### Задания
**A)** Перепишите фрагмент текста о стоянке эшелона в Столярове, начиная с «Глава 6. Передышка.» и заканчивая «совсем рядом войны.», и замените в нём «три недели» на «две недели».
**B)** На каком расстоянии от Волги находилось село Столярово, согласно тексту о стоянке эшелона?

### Текст для разбора
Так старый, опытный вояка Коцекович  спас жизнь  всем, кто был в нашем эшелоне!



                Глава 6. Передышка.

    После всего увиденного эшелон запряг своих „лихих” лошадей, и мы рванули, куда глаза глядят, подальше от  гибельных мест. Доехали до села Столярово  - километров 25-30 от  Волги. Отсюда  начальство и актив эшелона как-то связались с Горной Поляной, где ещё находилось высокое руководство, доложили обстановку, запросили, куда двигаться дальше. И получили указание: оставаться на месте и ждать распоряжений, так как они ещё  сами не знали, где „бросит якорь” институт.
 
   Так мы задержались в Столярове, да, как оказалось, на целых три недели.

  Для меня, как, наверное, и для других,  это были счастливые дни в кошмаре пылавшей совсем рядом войны.
    Стоял солнечный, знойный август. Не заезжая в село, мы расположились поблизости от него, под открытым небом, в прекрасной дубовой роще.  Это -  места в пойме Волги.
   
   Неподалеку текла  небольшая, чистая, прозрачная речка, впадавшая в Волгу. В ней много рыбы, которую  ловили с помощью нехитрых, самодельных снастей. Трава  в этих пойменных местах  в рост человека(когда взрослый ехал верхом на лошади, из  зарослей  травы виднелась лишь  голова!). Благодать была и для лошадей: кругом пастбища, сочная трава, отдых и для них, трудяг и наших помощников.

Собранные данные
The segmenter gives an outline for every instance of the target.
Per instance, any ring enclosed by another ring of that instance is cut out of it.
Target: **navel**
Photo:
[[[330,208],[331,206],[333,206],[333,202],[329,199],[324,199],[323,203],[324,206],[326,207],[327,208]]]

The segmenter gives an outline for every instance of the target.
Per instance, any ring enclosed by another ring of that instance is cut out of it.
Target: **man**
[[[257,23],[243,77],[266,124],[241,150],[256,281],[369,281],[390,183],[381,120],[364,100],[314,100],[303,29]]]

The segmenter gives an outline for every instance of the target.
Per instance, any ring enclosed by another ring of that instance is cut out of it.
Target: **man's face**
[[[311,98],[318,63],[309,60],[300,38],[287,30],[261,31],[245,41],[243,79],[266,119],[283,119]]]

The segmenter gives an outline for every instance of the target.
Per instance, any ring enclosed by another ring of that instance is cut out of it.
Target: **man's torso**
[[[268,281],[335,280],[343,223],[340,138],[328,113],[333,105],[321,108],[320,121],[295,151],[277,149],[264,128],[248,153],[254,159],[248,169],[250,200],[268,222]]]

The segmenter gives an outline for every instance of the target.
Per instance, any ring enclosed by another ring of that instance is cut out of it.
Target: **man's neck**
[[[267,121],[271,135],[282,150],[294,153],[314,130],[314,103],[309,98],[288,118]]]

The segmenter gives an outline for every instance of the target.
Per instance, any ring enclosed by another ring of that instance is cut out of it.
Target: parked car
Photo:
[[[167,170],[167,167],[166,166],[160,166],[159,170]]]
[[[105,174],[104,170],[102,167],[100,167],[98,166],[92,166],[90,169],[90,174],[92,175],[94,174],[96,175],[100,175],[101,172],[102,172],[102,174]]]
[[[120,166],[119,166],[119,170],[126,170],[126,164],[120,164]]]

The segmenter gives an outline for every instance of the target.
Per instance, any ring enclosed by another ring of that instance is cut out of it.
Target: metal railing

### Ответы к заданию
**A)**
Глава 6. Передышка.

    После всего увиденного эшелон запряг своих „лихих” лошадей, и мы рванули, куда глаза глядят, подальше от  гибельных мест. Доехали до села Столярово  - километров 25-30 от  Волги. Отсюда  начальство и актив эшелона как-то связались с Горной Поляной, где ещё находилось высокое руководство, доложили обстановку, запросили, куда двигаться дальше. И получили указание: оставаться на месте и ждать распоряжений, так как они ещё  сами не знали, где „бросит якорь” институт.
 
   Так мы задержались в Столярове, да, как оказалось, на целых две недели.

  Для меня, как, наверное, и для других,  это были счастливые дни в кошмаре пылавшей совсем рядом войны.

**B)** Примерно в 25–30 километрах.